Count the lines in the records that contain the string "jumpsuit" and give only that number.
# START OF RECORDS FOR THE EXERCISE
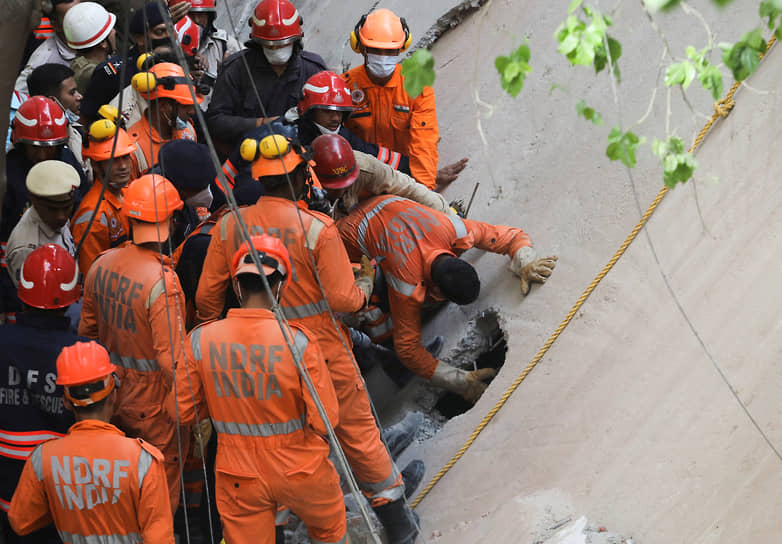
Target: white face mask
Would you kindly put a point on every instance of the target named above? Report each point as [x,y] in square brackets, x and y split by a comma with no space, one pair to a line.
[277,57]
[324,130]
[202,199]
[381,66]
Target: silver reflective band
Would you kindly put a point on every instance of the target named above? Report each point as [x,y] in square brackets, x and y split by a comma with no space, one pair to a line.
[130,538]
[144,365]
[458,226]
[305,310]
[260,429]
[400,286]
[364,225]
[144,462]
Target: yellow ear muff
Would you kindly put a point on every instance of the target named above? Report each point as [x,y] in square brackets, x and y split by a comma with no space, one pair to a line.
[249,149]
[102,129]
[107,111]
[273,146]
[144,82]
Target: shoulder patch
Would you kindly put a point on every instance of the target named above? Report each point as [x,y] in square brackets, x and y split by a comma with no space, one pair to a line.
[152,450]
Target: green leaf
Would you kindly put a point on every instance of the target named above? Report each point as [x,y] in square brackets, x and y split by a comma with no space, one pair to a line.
[589,113]
[711,79]
[622,146]
[680,73]
[418,72]
[514,69]
[743,57]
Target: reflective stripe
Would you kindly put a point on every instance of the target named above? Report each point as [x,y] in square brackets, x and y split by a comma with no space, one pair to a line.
[300,342]
[305,310]
[36,460]
[393,482]
[144,365]
[144,462]
[195,343]
[260,429]
[458,226]
[399,286]
[364,225]
[73,538]
[158,289]
[314,232]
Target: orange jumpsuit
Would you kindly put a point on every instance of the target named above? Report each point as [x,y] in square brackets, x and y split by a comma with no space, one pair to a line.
[304,305]
[149,142]
[270,445]
[96,485]
[387,116]
[405,238]
[109,229]
[135,308]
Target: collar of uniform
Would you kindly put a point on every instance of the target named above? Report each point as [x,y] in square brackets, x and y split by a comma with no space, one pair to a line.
[43,320]
[92,425]
[253,313]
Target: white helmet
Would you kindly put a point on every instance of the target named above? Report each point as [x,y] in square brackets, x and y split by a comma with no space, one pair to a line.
[87,24]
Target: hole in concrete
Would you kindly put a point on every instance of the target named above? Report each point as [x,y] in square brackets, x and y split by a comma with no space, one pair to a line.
[484,346]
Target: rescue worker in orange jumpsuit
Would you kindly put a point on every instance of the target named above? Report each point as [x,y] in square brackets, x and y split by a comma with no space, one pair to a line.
[95,484]
[171,106]
[385,114]
[109,228]
[318,261]
[416,248]
[273,451]
[133,305]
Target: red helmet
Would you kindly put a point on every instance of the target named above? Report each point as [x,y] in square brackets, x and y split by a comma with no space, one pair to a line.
[150,200]
[325,90]
[335,162]
[85,363]
[276,22]
[272,253]
[40,121]
[203,5]
[188,35]
[49,278]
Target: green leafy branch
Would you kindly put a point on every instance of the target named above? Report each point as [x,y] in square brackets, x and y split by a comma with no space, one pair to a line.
[514,69]
[418,72]
[584,41]
[678,165]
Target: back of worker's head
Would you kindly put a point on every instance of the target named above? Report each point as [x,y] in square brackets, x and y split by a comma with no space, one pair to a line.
[48,279]
[275,262]
[457,279]
[87,373]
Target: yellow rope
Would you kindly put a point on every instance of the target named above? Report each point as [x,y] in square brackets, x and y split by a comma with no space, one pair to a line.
[721,109]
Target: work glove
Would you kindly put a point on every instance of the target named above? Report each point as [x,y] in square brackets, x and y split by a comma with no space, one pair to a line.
[537,271]
[366,277]
[469,384]
[202,432]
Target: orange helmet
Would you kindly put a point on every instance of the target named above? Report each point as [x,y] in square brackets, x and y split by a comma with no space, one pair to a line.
[275,22]
[274,155]
[49,278]
[272,254]
[381,29]
[85,364]
[150,200]
[165,80]
[100,141]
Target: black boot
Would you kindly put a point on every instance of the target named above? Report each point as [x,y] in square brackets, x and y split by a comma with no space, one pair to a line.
[399,522]
[412,475]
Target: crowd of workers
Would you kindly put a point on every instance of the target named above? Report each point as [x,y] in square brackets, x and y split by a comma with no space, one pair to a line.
[187,321]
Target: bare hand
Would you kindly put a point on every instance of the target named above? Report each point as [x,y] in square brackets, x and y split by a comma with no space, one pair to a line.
[448,174]
[537,271]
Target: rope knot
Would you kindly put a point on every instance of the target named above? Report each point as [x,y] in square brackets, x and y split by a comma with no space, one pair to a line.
[724,106]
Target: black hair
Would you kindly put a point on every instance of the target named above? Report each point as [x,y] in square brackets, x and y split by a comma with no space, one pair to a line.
[457,279]
[47,79]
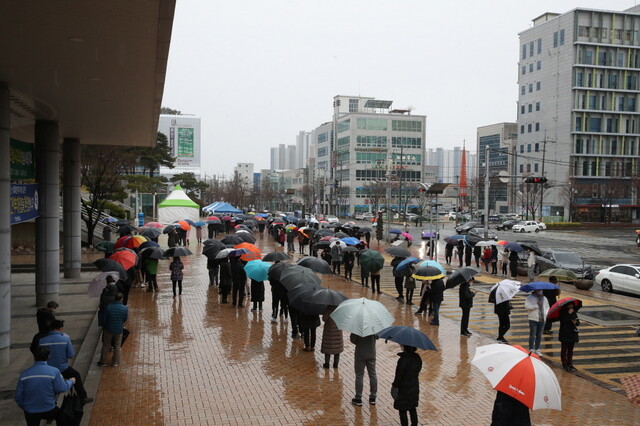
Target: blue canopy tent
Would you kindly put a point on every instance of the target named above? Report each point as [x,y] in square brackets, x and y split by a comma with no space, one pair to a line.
[220,207]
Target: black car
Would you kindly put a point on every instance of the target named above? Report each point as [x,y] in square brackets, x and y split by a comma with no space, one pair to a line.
[506,225]
[466,227]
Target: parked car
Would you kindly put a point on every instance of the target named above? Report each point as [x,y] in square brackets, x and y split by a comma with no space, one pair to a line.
[467,226]
[506,225]
[621,277]
[478,234]
[565,259]
[528,226]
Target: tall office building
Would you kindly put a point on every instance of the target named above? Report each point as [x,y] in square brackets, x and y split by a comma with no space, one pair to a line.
[578,122]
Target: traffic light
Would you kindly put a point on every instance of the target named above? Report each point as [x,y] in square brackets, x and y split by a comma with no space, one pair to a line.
[535,179]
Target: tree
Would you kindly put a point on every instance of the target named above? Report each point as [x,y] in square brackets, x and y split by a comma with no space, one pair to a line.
[101,171]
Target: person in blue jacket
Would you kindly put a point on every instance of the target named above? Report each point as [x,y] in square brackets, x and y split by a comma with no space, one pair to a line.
[61,349]
[37,389]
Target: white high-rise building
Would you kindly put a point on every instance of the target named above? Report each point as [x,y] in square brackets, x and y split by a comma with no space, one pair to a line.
[578,121]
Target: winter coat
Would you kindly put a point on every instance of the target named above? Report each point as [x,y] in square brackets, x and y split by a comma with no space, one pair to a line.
[406,381]
[332,341]
[508,411]
[436,290]
[568,327]
[466,296]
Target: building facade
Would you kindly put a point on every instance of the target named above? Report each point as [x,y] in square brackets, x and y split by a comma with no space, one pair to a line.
[578,122]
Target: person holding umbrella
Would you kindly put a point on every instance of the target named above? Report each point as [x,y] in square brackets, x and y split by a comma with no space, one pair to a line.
[405,389]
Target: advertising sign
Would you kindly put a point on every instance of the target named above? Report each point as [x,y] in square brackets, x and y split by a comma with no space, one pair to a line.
[24,202]
[22,167]
[185,142]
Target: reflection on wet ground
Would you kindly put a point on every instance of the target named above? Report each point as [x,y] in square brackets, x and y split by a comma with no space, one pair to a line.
[192,360]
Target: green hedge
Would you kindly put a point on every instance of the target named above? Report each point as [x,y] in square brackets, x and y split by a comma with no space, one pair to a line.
[564,225]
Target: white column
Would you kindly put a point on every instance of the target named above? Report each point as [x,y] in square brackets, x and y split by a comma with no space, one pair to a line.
[5,229]
[47,147]
[71,208]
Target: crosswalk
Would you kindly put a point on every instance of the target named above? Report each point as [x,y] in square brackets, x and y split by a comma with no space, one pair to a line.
[604,354]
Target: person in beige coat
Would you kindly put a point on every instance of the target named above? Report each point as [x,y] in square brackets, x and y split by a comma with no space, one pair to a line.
[332,341]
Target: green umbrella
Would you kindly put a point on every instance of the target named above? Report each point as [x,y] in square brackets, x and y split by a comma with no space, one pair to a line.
[371,260]
[560,274]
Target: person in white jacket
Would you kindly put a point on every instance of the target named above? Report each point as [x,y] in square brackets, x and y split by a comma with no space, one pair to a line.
[537,308]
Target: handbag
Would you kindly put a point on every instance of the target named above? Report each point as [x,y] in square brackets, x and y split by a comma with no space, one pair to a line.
[71,408]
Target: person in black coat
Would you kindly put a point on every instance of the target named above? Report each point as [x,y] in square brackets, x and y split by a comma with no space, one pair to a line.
[406,385]
[466,303]
[508,411]
[568,335]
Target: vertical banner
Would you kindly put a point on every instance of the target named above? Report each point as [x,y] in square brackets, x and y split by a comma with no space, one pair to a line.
[24,202]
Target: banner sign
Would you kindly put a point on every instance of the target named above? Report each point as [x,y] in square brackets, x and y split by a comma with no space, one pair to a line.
[22,164]
[185,142]
[24,202]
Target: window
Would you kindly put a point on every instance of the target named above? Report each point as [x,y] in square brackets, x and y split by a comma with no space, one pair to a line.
[406,126]
[344,125]
[397,142]
[372,124]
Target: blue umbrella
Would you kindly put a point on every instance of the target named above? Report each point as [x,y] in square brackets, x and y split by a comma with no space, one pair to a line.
[257,270]
[405,263]
[433,263]
[351,241]
[407,336]
[538,285]
[514,247]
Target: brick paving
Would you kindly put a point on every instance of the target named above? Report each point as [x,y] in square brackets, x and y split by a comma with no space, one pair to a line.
[191,360]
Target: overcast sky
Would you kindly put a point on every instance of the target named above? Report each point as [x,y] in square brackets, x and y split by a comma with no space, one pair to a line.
[257,72]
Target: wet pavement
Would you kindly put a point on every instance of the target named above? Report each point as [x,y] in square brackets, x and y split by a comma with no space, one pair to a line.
[192,360]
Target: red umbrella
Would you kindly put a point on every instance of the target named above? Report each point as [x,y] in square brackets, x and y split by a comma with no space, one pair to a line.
[554,311]
[253,254]
[126,258]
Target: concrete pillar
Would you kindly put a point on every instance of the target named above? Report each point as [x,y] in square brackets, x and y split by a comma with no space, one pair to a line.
[71,208]
[5,229]
[47,150]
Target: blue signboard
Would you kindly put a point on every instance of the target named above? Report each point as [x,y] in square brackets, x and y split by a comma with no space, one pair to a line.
[24,202]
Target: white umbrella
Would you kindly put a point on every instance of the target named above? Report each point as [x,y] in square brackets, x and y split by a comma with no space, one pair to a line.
[519,374]
[363,317]
[505,290]
[99,282]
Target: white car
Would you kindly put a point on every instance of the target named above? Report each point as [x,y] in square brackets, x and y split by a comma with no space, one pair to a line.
[623,277]
[529,226]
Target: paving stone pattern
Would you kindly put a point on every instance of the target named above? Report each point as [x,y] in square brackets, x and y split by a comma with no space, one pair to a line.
[191,360]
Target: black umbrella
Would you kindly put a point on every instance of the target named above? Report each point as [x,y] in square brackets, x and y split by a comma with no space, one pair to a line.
[108,265]
[297,274]
[177,252]
[152,253]
[315,264]
[168,229]
[276,256]
[461,275]
[275,270]
[232,240]
[531,246]
[398,251]
[151,233]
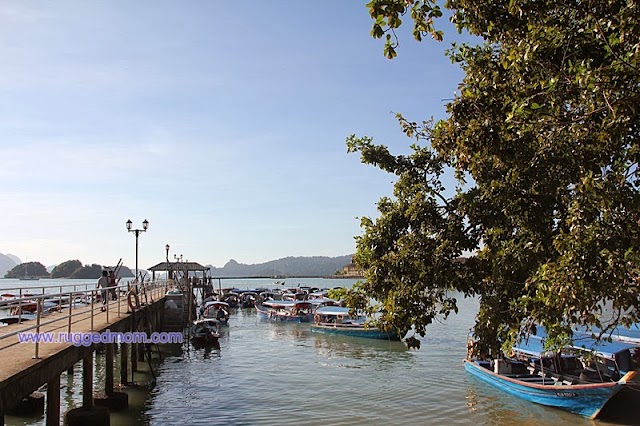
# END OF RECORDS FOR THE EXERCISE
◆ COMPLETE RESPONSE: 2